- PROVIDED TEXT
The banjo superstar helped bring bluegrass music to the mainstream, along with his guitar-playing partner Lester Flatt. Among the pair’s best-known songs: "Foggy Mountain Breakdown" and the theme song for The Beverly Hillbillies.

1982: AP Photo/Mark Humphrey

Hal David, 91

With Burt Bacharach, he wrote a raft of pop songs in the 1960s and 1970s — big hits then, standards now. The pair won a 1969 Oscar for “Raindrops Keep Fallin’ on My Head,” and penned songs for many artists — most notably Dionne Warwick.

2000: JMEnternational/Redferns

Donna Summer, 63

The Queen of Disco got her start singing in church — and her first break singing backup for Three Dog Night. She had a string of saucy hits ("Hot Stuff," "Bad Girls") in the 1970s, and then rediscovered Christianity. She died of lung cancer.

1976: John D. Kisch/Separate Cinema Archive/Getty Images

Levon Helm, 71

Lone U.S.-born member of The Band — a group that reveled in melding rock with traditional American forms of music — he later had feature roles in the films Coal Miner’s Daughter and The Right Stuff. He’s buried in Woodstock, N.Y.

ca. 1968: Elliott Landy/Redferns/Getty Images

Dory Previn, 86

Feted for her work for the screen (three songs nominated for Oscars; one an Emmy winner) she also wrote and performed raw personal ballads (some based on her struggle with mental illness) and songs laced with biting social commentary. 

1970: Everett Collection

Robin Gibb, 62

One of the British-born, Aussie-raised brothers Gibb — the Bee Gees — he cowrote the group’s hit ballads (such as "How Can You Mend a Broken Heart") as well as the disco hits from the wildly popular soundtrack to Saturday Night Fever.

1989: Neal Preston/Corbis

Doc Watson, 89

The Grammy-winning virtuoso was a towering figure in bluegrass and traditional folk music, popularizing the "flatpick" style of guitar playing. Blind since shortly after birth, he also excelled at the banjo and harmonica.

1964: David Gahr/Getty Images

Scott McKenzie, 73

A one-hit wonder as a solo act — but that hit, "San Francisco (Be Sure to Wear Some Flowers In Your Hair)," was the pop anthem of the Summer of Love. He later toured with The Mamas & the Papas and cowrote the Beach Boys hit "Kokomo."

ca. 1967: GAB Archive/Redferns

Kitty Wells, 92

Born in Nashville (where else?), she became country music’s first female star with her 1952 chart-topper, "It Wasn’t God Who Made Honky Tonk Angels" — banned by many radio stations and, for a while, by the Grand Ole Opry.

ca. 1950: GAB Archive/Redferns

Robert B. Sherman, 86

With his brother Richard, he wrote many beloved movie songs of the 1960s and 1970s — for Mary Poppins, The Aristocats, The Jungle Book and other films. The brothers also deserve the praise, or blame, for the earworm "It’s a Small World."

- RAW DATA
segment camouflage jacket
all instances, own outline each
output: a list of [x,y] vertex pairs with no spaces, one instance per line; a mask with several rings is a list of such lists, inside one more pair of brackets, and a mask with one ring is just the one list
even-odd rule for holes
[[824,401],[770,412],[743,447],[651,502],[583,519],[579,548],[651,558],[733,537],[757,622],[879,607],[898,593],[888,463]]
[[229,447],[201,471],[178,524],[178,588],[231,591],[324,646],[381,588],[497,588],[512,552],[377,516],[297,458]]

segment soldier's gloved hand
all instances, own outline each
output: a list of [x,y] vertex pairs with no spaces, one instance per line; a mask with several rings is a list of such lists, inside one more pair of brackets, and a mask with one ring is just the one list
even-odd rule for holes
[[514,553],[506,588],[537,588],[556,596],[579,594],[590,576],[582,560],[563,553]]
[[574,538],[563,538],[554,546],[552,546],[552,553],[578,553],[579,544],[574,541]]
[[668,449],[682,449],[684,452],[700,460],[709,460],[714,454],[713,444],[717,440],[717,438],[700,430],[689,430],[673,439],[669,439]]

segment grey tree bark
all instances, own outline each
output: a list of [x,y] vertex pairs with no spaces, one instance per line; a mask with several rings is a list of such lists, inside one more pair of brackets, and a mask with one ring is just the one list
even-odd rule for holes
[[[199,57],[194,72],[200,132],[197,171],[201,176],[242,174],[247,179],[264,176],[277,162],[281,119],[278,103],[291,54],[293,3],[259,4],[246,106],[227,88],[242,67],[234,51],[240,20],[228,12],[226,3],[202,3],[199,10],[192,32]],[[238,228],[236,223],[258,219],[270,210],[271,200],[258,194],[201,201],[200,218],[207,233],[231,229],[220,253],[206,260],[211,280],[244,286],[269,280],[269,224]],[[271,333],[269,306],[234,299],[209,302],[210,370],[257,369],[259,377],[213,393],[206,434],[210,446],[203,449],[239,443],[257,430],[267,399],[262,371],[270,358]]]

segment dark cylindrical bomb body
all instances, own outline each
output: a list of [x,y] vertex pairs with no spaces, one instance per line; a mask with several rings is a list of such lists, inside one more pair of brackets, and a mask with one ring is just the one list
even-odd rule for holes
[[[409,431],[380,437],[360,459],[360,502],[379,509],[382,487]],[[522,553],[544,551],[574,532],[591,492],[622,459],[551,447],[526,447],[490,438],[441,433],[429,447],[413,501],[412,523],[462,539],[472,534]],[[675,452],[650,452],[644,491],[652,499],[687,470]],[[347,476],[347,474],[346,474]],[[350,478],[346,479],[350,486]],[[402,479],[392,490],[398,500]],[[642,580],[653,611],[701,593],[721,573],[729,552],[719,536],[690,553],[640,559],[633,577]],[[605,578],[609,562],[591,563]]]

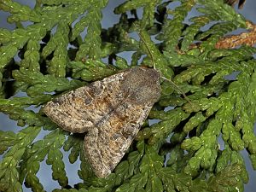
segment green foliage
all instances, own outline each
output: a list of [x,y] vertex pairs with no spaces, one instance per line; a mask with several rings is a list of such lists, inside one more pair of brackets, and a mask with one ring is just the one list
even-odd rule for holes
[[[37,176],[44,160],[60,184],[55,192],[243,191],[248,175],[241,150],[256,169],[256,49],[215,44],[228,32],[247,29],[246,20],[222,0],[176,2],[173,9],[170,1],[125,1],[114,9],[119,22],[108,29],[101,26],[107,0],[41,0],[33,9],[0,2],[16,26],[0,28],[0,111],[23,127],[0,131],[0,191],[22,191],[23,183],[44,191]],[[186,24],[192,9],[200,15]],[[124,51],[134,51],[131,63],[118,56]],[[109,63],[102,60],[107,56]],[[27,108],[40,108],[62,92],[137,64],[155,67],[165,79],[148,115],[160,122],[146,122],[113,172],[98,178],[84,157],[83,136]],[[26,95],[17,96],[20,92]],[[44,137],[35,139],[44,130]],[[68,185],[61,148],[70,163],[79,158],[82,183]]]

- WHAT THE EXERCISE ASKS
Could you copy the text on musicians, starting with the words "The Queen of" and stopping after "biting social commentary.", but swap "The Band" for "The Hawks"? The entries have nothing to do with this.

- RESPONSE
The Queen of Disco got her start singing in church — and her first break singing backup for Three Dog Night. She had a string of saucy hits ("Hot Stuff," "Bad Girls") in the 1970s, and then rediscovered Christianity. She died of lung cancer.

1976: John D. Kisch/Separate Cinema Archive/Getty Images

Levon Helm, 71

Lone U.S.-born member of The Hawks — a group that reveled in melding rock with traditional American forms of music — he later had feature roles in the films Coal Miner’s Daughter and The Right Stuff. He’s buried in Woodstock, N.Y.

ca. 1968: Elliott Landy/Redferns/Getty Images

Dory Previn, 86

Feted for her work for the screen (three songs nominated for Oscars; one an Emmy winner) she also wrote and performed raw personal ballads (some based on her struggle with mental illness) and songs laced with biting social commentary.